ASSIGNED TASK 1:
In the text on the child sex trade, how many children does UNICEF estimate are drawn into prostitution in Asia each year?
ASSIGNED TASK 2:
Extend the text on the child sex trade from its last sentence.

*** Opening of TEXT PASSAGE ***

Now there is growing scrutiny of the role that criminal organizations play in promoting the child sex trade. Other researchers suggest that more attention be paid to the sexual attitudes of the patrons of child prostitutes - the vast majority of whom are adult men - in order to find ways to dampen the demand.

What seems common to the lives of sexually exploited children is a disrupted or broken home. Five Monitor reporters interviewed more than two-dozen current or former child prostitutes worldwide. In all but one or two cases, families were torn by divorce, domestic violence, or the death of one or both parents.

Despite steps to counter the problem, it also seems clear that the number of children being forced, deceived, or lured into sexual exploitation is growing. UNICEF estimates that each year as many as 1 million children, which it defines as persons under 18, are drawn into prostitution in Asia alone. In North America, the figure is somewhere between 100,000 and 300,000, according to Canadian experts and the Washington-based National Center for Missing and Exploited Children.

The numbers used in discussions of this issue are imprecise and controversial, but it is certain that the child sex trade is spreading to areas that have been free of it. In Cambodia and parts of Eastern Europe, for example, children are now openly engaged in prostitution, an activity that was previously curtailed or nonexistent because of war or the absence of market economies.

*** Close of TEXT PASSAGE ***
*** Opening of STUDY MATERIAL ***

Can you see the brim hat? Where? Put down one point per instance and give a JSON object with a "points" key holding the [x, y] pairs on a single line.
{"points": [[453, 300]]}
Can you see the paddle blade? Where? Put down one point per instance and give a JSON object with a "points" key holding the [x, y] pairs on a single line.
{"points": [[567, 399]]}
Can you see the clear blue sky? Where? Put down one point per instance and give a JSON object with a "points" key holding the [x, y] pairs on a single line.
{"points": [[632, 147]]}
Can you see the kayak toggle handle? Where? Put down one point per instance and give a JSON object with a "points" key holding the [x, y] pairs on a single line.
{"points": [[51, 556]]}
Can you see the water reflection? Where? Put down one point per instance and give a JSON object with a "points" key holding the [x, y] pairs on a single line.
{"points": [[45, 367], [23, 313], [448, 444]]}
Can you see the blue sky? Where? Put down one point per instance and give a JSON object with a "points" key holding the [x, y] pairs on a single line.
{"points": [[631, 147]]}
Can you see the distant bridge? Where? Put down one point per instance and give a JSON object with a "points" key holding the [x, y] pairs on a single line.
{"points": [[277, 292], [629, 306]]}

*** Close of STUDY MATERIAL ***

TASK OUTPUT 1:
As many as 1 million children a year.

TASK OUTPUT 2:
EXPERTS also say that the fear of AIDS has increased a demand for younger prostitutes, since they are mistakenly thought to be less likely to carry HIV, the virus said to cause the disease. This trend has resulted in a rising demand for virgins. Arranging an encounter with a virgin can net a brothel owner hundreds of dollars in places where time with an experienced prostitute costs much less.

Kien Serey Phal, director of the Cambodian women's development association, says she knows of at least 30 young girls who have been "re-virginized." The term refers to a surgical procedure performed so that a brothel owner can again demand a premium price.

What is 'commercial sexual exploitation' of children?

The label covers a multitude of abuses. Some points of clarification:

* In terms of numbers, adolescent girls are the most affected. In many countries recruiters use deception, force, or promises of high pay to bring girls into the sex trade. In many cases, parents agree to send their daughters into prostitution and accept advances on their earnings. Some children volunteer for this work in order to help their parents.

: Adolescent boys are also subject to commercial sexual exploitation, although their numbers are fewer. They are much less likely to be found in brothels and generally come into prostitution differently. Homeless boys are often befriended by men seeking sex, an experience that can lead a child - boy or girl - to see prostitution as a livelihood.

* The number of prepubescent children being sexually abused by adults who pay for the experience appears to be lower still, although it is impossible to quantify. Experts say that most sexual abuse of children occurs in the home. Nonetheless, there are instances where relatives, guardians, or pimps prostitute children who haven't reached puberty.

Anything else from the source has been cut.